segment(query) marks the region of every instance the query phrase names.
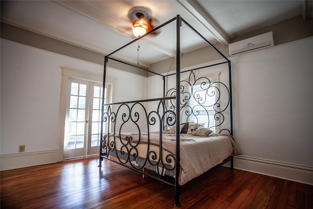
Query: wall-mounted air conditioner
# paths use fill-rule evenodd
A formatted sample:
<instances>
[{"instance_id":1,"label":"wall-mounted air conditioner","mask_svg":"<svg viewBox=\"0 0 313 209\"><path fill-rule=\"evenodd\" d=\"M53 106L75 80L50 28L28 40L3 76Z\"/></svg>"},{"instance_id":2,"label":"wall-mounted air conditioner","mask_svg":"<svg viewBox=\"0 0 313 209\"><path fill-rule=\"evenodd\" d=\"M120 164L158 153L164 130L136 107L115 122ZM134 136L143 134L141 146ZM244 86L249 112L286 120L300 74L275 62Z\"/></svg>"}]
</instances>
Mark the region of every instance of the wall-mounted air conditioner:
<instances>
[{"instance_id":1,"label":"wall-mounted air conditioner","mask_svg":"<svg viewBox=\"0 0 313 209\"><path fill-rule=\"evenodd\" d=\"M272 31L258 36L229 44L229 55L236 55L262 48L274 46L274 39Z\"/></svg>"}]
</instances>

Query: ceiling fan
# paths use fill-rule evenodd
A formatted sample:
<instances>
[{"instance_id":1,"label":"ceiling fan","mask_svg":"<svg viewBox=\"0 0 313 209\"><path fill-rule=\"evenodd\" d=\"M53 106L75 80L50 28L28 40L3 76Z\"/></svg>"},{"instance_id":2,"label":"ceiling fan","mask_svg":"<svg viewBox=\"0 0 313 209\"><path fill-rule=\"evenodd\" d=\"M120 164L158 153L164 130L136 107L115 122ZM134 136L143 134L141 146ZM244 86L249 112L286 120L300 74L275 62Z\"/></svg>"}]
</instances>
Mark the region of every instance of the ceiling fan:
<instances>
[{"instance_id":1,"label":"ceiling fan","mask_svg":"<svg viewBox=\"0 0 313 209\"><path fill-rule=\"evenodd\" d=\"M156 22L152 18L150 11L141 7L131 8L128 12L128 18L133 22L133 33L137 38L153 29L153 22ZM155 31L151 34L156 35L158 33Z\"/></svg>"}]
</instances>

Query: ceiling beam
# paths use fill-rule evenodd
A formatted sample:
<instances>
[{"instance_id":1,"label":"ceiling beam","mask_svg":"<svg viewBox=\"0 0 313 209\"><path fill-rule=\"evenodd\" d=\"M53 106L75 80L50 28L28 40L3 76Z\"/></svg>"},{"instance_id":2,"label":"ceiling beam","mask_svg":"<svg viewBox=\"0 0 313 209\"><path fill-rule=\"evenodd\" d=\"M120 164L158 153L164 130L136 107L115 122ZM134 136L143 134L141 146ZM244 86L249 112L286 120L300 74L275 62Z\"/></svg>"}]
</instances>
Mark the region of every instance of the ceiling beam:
———
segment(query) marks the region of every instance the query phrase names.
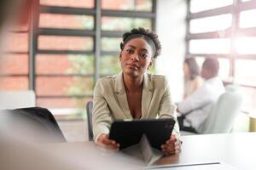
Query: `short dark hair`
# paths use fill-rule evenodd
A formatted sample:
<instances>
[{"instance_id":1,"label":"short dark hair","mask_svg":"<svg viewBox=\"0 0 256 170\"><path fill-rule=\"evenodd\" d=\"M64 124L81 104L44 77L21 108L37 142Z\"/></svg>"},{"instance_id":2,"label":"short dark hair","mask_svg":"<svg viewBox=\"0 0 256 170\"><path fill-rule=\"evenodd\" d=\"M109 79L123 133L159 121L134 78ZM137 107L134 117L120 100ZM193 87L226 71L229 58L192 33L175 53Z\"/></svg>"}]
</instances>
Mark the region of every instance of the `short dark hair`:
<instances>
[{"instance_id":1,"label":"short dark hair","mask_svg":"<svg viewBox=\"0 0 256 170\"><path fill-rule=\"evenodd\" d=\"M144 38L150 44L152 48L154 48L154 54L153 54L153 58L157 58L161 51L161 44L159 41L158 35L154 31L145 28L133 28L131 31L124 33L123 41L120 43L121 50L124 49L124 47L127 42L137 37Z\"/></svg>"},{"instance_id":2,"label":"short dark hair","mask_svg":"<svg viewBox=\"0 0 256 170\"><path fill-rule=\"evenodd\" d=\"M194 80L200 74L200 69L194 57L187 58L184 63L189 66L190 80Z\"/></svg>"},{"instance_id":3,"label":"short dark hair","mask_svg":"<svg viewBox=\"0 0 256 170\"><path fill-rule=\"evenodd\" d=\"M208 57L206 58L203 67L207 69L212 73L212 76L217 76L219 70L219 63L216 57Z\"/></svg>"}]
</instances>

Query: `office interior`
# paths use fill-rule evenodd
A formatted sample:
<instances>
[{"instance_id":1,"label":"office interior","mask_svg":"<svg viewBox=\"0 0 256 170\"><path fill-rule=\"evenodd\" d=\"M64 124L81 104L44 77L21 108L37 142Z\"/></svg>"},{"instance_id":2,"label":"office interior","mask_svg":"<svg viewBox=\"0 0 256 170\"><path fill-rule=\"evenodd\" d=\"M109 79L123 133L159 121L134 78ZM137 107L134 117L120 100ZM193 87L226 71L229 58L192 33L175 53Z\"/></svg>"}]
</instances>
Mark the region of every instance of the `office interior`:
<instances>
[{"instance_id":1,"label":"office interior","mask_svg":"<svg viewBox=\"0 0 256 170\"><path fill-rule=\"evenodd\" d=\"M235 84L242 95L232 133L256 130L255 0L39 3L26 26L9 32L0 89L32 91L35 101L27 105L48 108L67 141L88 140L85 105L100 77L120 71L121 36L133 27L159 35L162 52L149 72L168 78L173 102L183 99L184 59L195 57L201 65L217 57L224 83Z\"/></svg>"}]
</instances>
———
AIM: Please state how many lines in the records above contain the string "region", treating uppercase and lowercase as different, and reply with the number alone.

RESULT FOR THIS EXERCISE: 7